▸ Task instructions
Which lines in the rows below contain the word "leaf"? List every such line in full.

▸ Extracted entries

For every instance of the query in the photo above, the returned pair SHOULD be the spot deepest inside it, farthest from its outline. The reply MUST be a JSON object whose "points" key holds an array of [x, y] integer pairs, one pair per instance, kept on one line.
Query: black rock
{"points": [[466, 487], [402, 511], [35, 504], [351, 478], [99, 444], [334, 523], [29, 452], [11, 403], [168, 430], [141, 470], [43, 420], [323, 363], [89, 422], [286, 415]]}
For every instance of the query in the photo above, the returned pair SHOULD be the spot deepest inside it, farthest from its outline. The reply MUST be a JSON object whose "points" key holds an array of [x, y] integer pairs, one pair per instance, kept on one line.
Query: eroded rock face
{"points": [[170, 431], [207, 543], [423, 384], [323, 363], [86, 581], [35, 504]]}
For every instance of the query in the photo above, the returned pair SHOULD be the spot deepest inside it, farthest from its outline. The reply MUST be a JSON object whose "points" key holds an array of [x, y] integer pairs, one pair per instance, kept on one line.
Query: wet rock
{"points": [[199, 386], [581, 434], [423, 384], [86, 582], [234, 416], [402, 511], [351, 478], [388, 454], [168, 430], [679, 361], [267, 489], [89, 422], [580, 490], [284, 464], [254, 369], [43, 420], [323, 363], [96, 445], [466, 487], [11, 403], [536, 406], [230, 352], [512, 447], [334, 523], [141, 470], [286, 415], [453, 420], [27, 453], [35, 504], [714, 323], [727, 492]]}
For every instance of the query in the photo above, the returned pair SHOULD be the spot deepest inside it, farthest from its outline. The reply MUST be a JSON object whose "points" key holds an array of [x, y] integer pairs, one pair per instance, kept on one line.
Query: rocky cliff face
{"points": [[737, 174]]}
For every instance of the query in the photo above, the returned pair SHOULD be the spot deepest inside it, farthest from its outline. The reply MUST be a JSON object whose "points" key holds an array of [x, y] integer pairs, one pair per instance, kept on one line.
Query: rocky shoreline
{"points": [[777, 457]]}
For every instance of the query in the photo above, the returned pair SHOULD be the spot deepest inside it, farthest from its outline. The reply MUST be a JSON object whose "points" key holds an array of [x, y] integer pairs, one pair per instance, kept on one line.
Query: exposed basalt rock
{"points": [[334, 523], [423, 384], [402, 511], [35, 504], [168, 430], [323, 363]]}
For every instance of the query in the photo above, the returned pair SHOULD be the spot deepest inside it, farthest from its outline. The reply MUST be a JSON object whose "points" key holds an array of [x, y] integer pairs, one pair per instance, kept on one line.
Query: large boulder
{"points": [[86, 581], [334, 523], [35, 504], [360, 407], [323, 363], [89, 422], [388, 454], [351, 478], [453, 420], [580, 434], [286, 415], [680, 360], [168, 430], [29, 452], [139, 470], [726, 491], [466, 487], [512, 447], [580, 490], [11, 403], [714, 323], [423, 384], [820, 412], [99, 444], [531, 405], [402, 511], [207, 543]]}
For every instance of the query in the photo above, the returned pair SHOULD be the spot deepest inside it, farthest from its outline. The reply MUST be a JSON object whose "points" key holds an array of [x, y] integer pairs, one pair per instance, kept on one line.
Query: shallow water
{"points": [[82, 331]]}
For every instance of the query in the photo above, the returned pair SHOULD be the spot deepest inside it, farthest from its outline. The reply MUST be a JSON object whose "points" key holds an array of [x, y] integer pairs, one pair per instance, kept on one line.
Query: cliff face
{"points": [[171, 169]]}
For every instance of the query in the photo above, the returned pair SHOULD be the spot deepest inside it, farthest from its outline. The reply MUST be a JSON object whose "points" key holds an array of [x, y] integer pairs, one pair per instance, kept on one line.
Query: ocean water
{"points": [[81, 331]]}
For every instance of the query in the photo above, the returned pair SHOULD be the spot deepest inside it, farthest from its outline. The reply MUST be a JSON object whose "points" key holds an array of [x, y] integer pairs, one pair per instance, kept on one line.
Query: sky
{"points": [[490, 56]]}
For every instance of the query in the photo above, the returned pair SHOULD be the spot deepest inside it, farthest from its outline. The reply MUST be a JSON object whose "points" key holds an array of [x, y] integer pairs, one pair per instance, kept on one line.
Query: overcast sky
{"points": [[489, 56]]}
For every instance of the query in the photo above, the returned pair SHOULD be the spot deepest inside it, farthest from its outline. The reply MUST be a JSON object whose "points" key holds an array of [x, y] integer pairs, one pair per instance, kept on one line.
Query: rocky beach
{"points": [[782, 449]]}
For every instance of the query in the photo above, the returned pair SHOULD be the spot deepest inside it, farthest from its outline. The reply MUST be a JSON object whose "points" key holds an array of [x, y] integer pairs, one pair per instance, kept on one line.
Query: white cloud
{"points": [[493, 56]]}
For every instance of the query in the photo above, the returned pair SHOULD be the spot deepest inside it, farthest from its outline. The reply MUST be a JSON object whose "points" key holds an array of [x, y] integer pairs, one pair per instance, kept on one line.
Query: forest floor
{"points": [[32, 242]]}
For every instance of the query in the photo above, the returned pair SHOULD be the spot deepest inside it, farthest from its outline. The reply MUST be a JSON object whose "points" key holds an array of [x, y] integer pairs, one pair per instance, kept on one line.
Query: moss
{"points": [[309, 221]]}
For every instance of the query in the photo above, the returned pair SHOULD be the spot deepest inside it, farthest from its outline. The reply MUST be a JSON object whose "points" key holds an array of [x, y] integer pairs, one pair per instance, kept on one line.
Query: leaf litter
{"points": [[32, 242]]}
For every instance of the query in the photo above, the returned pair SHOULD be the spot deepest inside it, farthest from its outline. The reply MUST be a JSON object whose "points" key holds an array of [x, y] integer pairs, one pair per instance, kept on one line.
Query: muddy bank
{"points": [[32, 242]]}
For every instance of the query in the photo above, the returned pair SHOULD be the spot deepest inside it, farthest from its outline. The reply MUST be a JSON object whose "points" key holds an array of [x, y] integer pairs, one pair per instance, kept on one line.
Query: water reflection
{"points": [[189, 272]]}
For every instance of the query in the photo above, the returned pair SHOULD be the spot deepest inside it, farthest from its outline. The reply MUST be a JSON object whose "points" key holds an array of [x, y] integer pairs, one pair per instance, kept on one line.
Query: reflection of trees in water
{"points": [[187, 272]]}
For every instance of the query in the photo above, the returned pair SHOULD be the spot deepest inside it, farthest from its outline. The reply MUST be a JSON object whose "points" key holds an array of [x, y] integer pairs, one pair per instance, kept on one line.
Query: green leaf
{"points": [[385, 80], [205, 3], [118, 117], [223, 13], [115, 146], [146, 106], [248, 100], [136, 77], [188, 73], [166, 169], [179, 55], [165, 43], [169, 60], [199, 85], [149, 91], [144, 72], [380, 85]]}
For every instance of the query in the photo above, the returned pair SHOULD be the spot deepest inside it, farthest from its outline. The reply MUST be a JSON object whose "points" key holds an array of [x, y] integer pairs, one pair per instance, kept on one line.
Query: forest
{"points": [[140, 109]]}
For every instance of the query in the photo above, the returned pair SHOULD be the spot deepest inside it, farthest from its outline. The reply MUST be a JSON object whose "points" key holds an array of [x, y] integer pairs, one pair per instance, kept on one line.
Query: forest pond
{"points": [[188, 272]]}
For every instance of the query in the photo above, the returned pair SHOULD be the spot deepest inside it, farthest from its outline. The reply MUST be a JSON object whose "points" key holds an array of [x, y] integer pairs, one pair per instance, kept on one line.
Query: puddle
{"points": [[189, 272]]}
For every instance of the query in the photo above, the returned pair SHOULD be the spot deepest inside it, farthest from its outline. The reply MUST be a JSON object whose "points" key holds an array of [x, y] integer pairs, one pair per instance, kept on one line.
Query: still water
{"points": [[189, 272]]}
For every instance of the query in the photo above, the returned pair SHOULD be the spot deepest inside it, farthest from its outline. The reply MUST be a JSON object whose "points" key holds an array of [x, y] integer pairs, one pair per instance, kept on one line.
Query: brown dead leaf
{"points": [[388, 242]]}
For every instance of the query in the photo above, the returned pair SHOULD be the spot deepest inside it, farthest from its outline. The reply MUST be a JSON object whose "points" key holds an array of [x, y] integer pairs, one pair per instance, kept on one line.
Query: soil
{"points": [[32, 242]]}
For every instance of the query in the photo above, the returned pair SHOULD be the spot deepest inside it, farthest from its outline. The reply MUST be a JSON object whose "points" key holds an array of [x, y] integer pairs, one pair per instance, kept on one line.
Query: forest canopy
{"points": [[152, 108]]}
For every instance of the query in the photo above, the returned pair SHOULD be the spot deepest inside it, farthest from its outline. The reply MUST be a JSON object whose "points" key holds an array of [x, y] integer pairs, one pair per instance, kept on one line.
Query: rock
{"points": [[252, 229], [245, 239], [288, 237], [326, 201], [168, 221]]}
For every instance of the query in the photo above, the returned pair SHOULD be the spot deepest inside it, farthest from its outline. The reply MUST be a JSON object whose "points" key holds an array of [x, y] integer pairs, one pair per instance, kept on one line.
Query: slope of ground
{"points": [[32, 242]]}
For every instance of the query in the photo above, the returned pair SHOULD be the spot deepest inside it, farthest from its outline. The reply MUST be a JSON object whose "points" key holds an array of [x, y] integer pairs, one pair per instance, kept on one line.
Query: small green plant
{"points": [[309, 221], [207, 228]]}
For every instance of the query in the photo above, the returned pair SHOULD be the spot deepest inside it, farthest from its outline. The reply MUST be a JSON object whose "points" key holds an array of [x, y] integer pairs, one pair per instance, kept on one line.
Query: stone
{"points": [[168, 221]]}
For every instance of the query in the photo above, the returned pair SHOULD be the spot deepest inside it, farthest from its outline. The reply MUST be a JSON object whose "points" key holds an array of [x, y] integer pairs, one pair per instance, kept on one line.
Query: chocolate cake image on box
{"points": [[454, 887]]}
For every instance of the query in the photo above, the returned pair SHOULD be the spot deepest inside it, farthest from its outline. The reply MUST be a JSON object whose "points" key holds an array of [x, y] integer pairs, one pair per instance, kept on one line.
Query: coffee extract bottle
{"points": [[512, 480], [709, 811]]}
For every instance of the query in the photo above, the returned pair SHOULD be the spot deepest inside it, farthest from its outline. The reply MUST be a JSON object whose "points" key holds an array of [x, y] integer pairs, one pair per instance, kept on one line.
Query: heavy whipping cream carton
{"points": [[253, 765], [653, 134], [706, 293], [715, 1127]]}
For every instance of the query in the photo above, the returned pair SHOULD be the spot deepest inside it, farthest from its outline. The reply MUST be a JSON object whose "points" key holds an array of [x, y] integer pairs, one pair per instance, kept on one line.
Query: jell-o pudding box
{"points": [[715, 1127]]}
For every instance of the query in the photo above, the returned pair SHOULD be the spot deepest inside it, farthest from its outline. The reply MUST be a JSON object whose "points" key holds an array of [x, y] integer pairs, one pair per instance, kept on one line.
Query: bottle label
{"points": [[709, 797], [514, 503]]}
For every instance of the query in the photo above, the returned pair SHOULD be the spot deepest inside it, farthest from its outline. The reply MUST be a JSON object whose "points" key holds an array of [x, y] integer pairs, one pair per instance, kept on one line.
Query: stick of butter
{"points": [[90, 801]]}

▸ Task result
Query: leaf litter
Query: green leaf
Query: brown dead leaf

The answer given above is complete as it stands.